**Given exercise:**
Reproduce, word for word, the stretch of the items below from the line containing "Look at the photograph above. For each instance of the eroded" through the line containing "x=277, y=285".

[Data listing start]

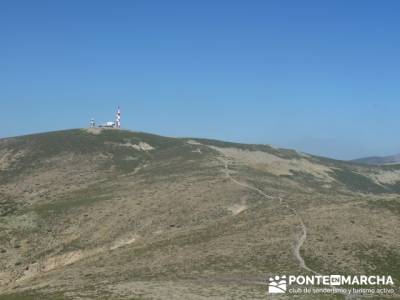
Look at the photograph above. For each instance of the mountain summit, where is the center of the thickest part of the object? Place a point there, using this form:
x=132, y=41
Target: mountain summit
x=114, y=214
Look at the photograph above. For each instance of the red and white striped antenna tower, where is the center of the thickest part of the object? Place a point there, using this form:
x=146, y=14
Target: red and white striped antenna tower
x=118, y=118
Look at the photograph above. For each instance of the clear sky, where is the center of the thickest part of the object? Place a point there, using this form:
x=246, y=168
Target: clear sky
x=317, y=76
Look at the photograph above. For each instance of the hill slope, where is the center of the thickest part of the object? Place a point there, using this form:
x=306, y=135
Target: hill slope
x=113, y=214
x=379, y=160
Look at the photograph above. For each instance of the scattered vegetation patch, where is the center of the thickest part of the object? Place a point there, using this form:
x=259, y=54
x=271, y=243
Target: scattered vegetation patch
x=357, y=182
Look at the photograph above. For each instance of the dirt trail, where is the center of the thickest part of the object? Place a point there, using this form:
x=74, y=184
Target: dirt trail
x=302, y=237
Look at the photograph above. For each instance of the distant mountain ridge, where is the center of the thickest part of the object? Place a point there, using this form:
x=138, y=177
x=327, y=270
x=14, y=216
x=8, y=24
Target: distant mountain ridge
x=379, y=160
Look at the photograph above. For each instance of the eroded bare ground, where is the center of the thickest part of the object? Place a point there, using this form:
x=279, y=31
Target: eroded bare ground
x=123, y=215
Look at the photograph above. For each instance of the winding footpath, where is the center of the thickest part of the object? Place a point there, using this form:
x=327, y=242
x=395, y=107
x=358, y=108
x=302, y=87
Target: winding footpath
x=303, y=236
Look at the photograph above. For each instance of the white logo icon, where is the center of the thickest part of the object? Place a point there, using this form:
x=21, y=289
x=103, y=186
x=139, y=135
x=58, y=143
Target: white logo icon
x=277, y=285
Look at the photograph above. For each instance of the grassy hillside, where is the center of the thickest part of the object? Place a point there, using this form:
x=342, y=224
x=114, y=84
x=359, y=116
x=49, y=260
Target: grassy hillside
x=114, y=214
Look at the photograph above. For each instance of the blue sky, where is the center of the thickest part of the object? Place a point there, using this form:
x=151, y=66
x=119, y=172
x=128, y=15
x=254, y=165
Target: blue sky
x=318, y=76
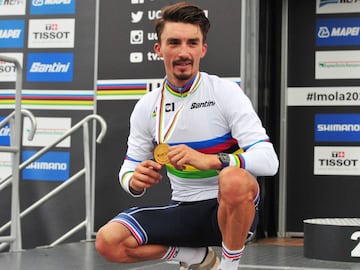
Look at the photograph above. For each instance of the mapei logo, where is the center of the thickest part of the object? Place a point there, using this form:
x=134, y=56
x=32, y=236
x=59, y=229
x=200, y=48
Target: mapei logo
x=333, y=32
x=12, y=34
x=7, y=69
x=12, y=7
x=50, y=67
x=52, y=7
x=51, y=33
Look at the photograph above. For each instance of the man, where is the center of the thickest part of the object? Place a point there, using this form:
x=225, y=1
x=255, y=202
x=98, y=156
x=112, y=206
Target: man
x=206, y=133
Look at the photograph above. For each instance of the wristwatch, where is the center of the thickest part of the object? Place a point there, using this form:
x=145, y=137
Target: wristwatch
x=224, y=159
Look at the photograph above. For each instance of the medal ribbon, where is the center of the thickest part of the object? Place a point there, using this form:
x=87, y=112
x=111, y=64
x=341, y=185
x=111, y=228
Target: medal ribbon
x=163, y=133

[Data listing end]

**Final result:**
Look at the photograph above. For each instance of the eroded bare ground, where is the center of the thickest part of the object? Place a point there, using this form:
x=279, y=31
Target: eroded bare ground
x=123, y=215
Look at the photograph above. For each instance of the winding footpath, where is the center of the thickest part of the object? Place a point there, using this form:
x=327, y=242
x=395, y=107
x=358, y=108
x=302, y=87
Target: winding footpath
x=303, y=236
Look at the photograph above. For each instance of the white logo icon, where is the center of the thickest part of the object? Place a point there, using this form:
x=21, y=289
x=103, y=186
x=139, y=135
x=58, y=143
Target: white logo icon
x=277, y=285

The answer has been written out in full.